| Work to do |
- 1) Name every brand and product mentioned in the forum post, in the order they first appear.
- 2) From the forum post, quote the passage that opens with the words containing "I signed up" and closes with "server to do.".
- 3) Pick up the forum post where it stops and write what comes next.

I can only say, that the Gigabyte Bios doesn't have this, I have been through the bios thuroughly and can't remember ever seeing it.  I'd check the I7 rig, but right now I am migrating about 2TBs of data in across the net..and can't shut it off.  I am also finally getting some time to do what I really want..*play L4D2*, and I have only dabbled into the overclocking of my AMD rig....and by that I mean..4.1ghz 



> Did you try to enable VMDirectPath in your i7 computer?



I signed up for the trial, and it had a bunch of those features, but like an idiot I went ahead and activated the sever, which shut off all the good features.  ESXi for, a NAS, atleast a large NAS, isn't a good idea for several reasons.  I would have just used Ubuntu Server, and I might...given enough time, but I also have been pondering hosting a few other servers, and have yet to settle on what other things I'd like the server to do.



> Did you test ESXi in your nes AMD computer?

| Data section |
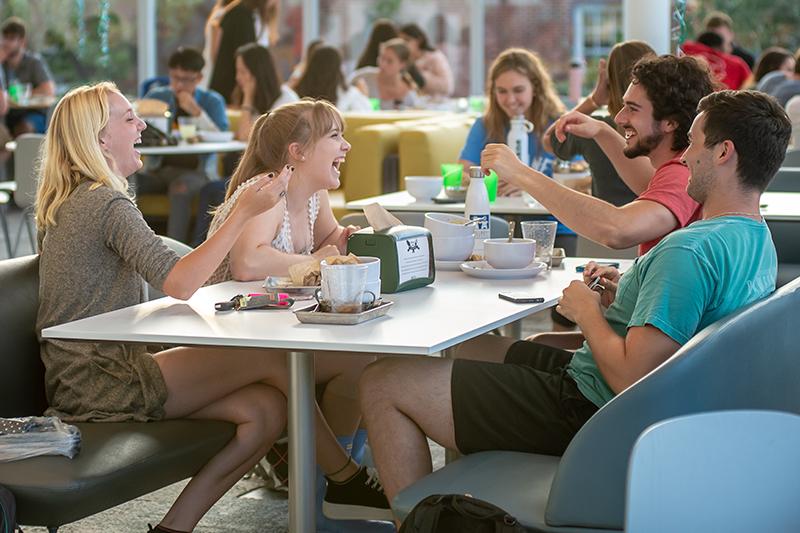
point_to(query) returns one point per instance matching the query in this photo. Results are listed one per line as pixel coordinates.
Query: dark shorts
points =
(528, 404)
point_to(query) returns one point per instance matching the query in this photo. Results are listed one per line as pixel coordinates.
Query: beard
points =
(644, 146)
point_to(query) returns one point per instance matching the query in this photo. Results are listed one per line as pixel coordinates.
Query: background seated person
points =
(613, 79)
(305, 137)
(518, 85)
(541, 396)
(395, 87)
(26, 68)
(182, 176)
(258, 87)
(432, 64)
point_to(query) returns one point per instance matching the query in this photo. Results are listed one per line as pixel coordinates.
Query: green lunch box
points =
(406, 254)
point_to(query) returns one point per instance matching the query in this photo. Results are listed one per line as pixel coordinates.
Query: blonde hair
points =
(545, 106)
(304, 122)
(71, 152)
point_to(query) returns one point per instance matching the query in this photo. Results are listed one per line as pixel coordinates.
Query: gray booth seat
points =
(746, 361)
(117, 461)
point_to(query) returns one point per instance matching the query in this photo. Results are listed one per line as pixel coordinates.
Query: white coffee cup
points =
(342, 287)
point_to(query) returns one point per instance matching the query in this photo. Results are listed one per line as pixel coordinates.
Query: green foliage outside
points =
(758, 24)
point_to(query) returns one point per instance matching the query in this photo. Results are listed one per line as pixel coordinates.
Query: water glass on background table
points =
(544, 233)
(187, 127)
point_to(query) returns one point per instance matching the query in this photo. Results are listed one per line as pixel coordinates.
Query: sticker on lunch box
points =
(413, 259)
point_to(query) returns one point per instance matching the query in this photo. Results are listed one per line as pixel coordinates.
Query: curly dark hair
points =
(675, 86)
(757, 126)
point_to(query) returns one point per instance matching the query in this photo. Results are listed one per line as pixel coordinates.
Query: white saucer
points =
(448, 265)
(482, 269)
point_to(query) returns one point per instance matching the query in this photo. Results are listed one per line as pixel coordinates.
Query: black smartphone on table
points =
(520, 298)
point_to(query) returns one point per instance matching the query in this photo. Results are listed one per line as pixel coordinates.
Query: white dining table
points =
(182, 148)
(422, 322)
(403, 201)
(781, 206)
(774, 205)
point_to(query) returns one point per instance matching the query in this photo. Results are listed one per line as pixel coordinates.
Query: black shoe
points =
(359, 498)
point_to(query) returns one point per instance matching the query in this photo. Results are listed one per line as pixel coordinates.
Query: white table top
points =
(178, 149)
(183, 148)
(781, 206)
(402, 201)
(421, 322)
(774, 205)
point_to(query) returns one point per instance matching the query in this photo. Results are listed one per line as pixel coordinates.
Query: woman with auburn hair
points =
(96, 251)
(518, 85)
(431, 63)
(304, 137)
(323, 78)
(395, 86)
(613, 78)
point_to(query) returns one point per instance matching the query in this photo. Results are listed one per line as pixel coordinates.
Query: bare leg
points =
(404, 400)
(341, 372)
(259, 412)
(241, 386)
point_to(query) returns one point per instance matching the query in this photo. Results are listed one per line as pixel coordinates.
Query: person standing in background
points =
(26, 68)
(721, 24)
(246, 22)
(211, 33)
(434, 69)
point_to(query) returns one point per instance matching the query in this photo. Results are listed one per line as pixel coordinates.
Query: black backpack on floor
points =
(8, 511)
(447, 513)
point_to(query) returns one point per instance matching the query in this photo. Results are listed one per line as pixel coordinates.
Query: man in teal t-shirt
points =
(540, 396)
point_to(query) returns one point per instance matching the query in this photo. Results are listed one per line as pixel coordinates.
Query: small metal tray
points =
(283, 284)
(312, 315)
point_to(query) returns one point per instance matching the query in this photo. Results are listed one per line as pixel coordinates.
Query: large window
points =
(82, 41)
(561, 32)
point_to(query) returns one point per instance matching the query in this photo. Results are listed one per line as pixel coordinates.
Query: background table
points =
(402, 201)
(422, 322)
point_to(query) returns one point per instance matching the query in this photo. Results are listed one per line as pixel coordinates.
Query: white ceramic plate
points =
(482, 269)
(448, 265)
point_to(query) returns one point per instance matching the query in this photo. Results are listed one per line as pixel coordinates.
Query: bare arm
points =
(636, 173)
(194, 269)
(615, 227)
(622, 361)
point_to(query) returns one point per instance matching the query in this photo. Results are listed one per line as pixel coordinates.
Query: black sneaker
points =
(359, 498)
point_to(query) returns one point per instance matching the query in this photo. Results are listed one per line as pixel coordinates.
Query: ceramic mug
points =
(342, 288)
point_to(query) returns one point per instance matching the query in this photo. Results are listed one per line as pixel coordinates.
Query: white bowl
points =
(447, 225)
(374, 270)
(503, 254)
(423, 187)
(375, 288)
(215, 136)
(452, 248)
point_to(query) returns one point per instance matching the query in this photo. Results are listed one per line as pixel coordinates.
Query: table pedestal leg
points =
(302, 443)
(450, 455)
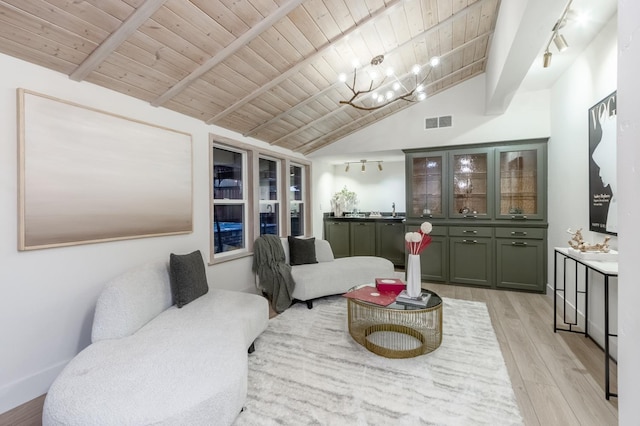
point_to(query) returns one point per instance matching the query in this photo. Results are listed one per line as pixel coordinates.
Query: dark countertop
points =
(365, 219)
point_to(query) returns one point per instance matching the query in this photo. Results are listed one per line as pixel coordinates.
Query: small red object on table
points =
(371, 294)
(393, 285)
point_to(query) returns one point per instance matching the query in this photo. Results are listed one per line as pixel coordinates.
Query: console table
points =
(607, 270)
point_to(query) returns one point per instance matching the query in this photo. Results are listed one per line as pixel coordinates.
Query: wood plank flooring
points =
(558, 378)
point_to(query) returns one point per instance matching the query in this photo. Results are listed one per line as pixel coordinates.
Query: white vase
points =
(414, 282)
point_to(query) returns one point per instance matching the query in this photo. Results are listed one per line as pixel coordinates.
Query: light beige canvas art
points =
(87, 176)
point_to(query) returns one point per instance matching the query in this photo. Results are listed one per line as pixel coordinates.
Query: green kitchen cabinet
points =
(471, 256)
(363, 238)
(520, 177)
(390, 241)
(338, 235)
(480, 194)
(520, 256)
(426, 181)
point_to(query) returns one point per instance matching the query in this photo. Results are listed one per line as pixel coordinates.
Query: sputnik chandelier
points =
(386, 87)
(557, 38)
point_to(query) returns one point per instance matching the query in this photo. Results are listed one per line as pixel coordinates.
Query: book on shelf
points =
(393, 285)
(421, 301)
(371, 294)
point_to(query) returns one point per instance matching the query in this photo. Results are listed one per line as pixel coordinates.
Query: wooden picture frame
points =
(87, 176)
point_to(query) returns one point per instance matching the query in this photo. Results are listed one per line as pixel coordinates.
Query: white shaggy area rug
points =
(307, 370)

| Written answers |
- 1) Gigabyte, I7, L4D2, AMD, VMDirectPath, ESXi, Ubuntu Server

- 2)
I signed up for the trial, and it had a bunch of those features, but like an idiot I went ahead and activated the sever, which shut off all the good features.  ESXi for, a NAS, atleast a large NAS, isn't a good idea for several reasons.  I would have just used Ubuntu Server, and I might...given enough time, but I also have been pondering hosting a few other servers, and have yet to settle on what other things I'd like the server to do.

- 3)
Nah, the AMD machine is my new over clocker/toy..I have had a lot of fun with the i7 920, but it's hit its limit at 4.2ghz.  Now I am using it to run Window's 2008 R2, and plan on running some VMs from there.  ESXi runs great, but I can't really afford a true hardware raid card just yet...and ESXi limits the provisioning of virtual disks to 2TBs.  For what I truly need it to do...that is host a large array, using a Software based raid..and crunch 24/7...Server 08 will allow me to handle that.

Give me a day or so to come up with some more concrete answers...I made allot of mistakes with this build, trying to do too much with this..instead of accomplishing a core set of goals, which I had to go back and re-evaluate to accomplish.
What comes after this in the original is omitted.